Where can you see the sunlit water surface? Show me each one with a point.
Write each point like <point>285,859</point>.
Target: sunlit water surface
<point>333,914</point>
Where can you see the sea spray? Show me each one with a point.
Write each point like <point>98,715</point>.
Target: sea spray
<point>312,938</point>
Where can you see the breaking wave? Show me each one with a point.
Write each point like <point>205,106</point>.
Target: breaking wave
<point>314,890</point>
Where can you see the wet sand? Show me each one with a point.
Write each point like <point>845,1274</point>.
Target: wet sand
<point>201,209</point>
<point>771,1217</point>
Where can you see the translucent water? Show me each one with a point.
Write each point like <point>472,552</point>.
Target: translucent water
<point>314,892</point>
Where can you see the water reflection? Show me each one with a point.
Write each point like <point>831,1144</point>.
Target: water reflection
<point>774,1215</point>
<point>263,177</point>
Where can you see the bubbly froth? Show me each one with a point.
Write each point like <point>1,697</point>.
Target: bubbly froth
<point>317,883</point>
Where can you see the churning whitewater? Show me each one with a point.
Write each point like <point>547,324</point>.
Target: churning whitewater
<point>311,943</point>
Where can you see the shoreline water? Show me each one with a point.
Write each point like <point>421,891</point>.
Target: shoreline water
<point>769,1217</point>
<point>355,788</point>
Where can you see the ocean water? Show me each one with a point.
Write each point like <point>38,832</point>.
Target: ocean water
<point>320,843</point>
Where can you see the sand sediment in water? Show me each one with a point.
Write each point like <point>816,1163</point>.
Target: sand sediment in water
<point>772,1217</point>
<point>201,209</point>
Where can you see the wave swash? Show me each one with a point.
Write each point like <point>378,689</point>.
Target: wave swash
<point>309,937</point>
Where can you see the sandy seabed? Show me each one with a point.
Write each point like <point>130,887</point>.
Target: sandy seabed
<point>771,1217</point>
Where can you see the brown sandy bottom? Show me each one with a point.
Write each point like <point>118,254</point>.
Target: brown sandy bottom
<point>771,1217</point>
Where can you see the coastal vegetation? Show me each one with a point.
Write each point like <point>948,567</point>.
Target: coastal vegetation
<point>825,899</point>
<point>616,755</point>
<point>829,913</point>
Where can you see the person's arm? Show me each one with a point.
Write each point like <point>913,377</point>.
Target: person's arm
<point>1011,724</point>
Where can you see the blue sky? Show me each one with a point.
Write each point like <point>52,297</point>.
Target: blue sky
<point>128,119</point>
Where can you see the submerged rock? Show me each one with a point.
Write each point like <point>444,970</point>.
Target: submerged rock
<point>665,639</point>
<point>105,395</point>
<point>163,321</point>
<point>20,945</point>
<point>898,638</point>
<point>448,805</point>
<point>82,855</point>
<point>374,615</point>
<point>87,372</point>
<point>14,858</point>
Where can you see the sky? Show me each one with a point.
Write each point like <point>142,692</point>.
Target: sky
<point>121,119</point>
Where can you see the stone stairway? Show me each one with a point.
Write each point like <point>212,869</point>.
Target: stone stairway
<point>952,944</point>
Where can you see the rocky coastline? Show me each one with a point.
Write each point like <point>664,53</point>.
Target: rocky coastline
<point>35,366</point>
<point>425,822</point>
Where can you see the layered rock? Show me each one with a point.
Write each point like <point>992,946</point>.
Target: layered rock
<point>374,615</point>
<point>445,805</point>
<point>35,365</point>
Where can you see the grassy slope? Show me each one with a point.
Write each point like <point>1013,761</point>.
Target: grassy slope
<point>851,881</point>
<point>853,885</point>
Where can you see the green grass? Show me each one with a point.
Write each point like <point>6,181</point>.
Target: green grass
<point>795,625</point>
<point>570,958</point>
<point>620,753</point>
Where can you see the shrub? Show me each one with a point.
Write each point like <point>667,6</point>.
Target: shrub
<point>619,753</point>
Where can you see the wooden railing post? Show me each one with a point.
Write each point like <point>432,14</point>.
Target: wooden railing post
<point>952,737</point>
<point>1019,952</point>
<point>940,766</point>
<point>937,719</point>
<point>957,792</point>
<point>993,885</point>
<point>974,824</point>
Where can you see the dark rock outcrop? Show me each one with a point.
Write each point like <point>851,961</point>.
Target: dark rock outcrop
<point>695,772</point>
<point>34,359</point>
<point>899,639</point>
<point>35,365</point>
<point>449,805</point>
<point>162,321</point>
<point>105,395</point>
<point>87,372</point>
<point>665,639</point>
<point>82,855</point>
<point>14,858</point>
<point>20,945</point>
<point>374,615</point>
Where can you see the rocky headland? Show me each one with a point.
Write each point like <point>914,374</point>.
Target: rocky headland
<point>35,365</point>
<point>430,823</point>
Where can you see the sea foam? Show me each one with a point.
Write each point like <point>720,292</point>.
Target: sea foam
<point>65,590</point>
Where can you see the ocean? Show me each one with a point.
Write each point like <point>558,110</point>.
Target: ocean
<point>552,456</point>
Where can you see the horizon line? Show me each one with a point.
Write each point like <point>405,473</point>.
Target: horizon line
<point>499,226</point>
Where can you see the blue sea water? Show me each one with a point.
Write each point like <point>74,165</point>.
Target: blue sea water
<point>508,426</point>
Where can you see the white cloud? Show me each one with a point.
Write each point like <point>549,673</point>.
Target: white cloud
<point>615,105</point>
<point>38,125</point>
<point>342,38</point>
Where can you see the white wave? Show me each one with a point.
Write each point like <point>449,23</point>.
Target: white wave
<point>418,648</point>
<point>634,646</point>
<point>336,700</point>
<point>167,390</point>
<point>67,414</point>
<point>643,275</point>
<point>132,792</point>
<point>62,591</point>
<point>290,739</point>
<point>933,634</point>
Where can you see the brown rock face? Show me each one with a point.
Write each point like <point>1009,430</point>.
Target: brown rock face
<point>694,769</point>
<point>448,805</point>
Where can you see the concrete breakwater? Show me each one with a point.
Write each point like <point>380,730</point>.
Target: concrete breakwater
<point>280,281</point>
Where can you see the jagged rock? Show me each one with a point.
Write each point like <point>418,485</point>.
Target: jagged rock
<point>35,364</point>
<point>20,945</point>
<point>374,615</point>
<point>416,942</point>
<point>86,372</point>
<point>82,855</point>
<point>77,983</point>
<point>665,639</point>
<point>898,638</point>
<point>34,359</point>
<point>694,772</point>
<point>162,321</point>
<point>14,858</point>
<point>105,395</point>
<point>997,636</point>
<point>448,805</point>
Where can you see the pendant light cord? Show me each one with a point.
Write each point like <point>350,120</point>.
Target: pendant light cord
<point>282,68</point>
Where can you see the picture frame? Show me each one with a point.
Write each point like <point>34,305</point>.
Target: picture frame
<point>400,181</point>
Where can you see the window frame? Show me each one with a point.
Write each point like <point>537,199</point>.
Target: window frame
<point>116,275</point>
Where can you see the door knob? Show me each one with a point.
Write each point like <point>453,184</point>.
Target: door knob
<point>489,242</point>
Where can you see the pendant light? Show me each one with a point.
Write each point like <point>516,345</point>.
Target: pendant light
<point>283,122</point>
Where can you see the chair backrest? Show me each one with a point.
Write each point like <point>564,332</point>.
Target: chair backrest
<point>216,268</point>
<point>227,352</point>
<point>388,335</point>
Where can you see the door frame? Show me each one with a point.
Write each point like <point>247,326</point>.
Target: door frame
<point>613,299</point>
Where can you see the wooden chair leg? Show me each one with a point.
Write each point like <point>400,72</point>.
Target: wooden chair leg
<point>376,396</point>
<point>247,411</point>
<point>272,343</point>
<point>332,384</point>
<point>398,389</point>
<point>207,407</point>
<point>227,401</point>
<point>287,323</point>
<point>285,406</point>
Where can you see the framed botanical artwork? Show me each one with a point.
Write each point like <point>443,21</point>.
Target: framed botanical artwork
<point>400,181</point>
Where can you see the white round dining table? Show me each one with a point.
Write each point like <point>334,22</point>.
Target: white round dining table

- - - - - - -

[Written exercise]:
From the "Where can you see the framed" line to the close of the listing, restate each line word for word.

[Problem solution]:
Where can you see the framed botanical artwork? Show me each one with a point.
Write each point like <point>443,21</point>.
Target: framed botanical artwork
<point>400,181</point>
Where can you see the white round dining table? Show me each one with a point.
Write each point like <point>334,22</point>.
Target: white round dining table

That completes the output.